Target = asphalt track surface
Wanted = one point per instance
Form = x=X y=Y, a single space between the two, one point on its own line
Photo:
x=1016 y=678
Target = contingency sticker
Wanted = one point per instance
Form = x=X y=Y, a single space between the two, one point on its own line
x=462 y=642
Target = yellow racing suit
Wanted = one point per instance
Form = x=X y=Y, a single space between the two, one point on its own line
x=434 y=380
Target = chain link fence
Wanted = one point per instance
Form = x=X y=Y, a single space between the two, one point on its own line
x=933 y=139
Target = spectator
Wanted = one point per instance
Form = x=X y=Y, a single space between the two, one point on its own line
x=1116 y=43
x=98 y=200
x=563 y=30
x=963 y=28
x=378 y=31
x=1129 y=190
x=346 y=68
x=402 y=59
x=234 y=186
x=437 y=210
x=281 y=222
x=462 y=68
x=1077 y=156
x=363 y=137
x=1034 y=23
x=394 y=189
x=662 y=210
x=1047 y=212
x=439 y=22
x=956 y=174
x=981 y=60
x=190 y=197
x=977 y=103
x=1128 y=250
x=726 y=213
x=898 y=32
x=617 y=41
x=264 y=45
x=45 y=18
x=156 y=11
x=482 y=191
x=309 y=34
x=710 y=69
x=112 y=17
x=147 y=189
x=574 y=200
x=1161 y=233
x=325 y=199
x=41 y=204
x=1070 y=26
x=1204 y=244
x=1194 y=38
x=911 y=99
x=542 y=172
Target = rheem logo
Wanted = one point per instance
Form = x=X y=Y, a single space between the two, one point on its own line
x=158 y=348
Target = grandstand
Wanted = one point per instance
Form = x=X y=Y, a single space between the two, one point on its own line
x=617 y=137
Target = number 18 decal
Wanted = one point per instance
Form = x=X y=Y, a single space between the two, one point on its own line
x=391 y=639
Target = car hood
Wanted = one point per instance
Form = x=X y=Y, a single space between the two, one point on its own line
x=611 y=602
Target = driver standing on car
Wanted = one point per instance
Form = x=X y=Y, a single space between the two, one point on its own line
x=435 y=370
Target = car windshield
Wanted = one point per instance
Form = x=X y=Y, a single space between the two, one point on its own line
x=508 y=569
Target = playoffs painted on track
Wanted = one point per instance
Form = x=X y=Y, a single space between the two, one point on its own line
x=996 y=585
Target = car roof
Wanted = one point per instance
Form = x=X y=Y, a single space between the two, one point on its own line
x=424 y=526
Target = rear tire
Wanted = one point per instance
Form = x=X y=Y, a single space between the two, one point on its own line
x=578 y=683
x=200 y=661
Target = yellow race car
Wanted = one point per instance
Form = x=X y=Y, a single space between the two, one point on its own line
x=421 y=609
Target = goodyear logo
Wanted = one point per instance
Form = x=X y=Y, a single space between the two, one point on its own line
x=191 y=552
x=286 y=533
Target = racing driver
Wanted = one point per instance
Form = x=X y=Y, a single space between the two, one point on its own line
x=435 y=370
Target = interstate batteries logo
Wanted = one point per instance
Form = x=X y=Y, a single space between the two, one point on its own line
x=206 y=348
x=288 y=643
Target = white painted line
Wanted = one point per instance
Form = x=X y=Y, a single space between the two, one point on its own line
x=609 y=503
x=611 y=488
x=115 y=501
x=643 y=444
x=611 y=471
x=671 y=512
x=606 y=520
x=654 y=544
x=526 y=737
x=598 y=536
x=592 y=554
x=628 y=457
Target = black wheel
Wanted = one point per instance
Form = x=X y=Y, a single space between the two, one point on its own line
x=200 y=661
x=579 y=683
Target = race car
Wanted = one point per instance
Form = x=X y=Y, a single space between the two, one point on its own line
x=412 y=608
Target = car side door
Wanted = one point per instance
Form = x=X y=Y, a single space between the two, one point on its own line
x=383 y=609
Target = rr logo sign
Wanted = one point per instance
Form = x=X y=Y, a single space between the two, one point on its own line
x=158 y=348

····················

### Written problem
Everything from the line containing "Target = interstate batteries logo" through the last line of the records must be given again exactly; leave out all other lines.

### Task answer
Target = interstate batteries logo
Wanted = one point per instance
Form = x=X y=Y, a single space between the two, one point on its own line
x=206 y=348
x=288 y=643
Target = white painted line
Wanted = one point per instance
Form = x=X y=Y, a single space between the two, one point on its own line
x=609 y=503
x=611 y=488
x=115 y=501
x=643 y=444
x=611 y=471
x=671 y=512
x=606 y=520
x=654 y=544
x=526 y=737
x=598 y=536
x=592 y=554
x=628 y=457
Target = black wheel
Wanted = one point per instance
Form = x=X y=Y, a single space between the two, one point on its own line
x=200 y=661
x=579 y=683
Target = race car
Wanted = one point per instance
Form = x=X y=Y, a single space between the two, one point on its own line
x=412 y=608
Target = car side door
Wanted = one point per instance
Form = x=X y=Y, a single space between the two, one point on its own line
x=383 y=609
Target = rr logo sign
Wanted = one point per instance
Form = x=X y=Y, a single space between the two, one point on its own line
x=158 y=348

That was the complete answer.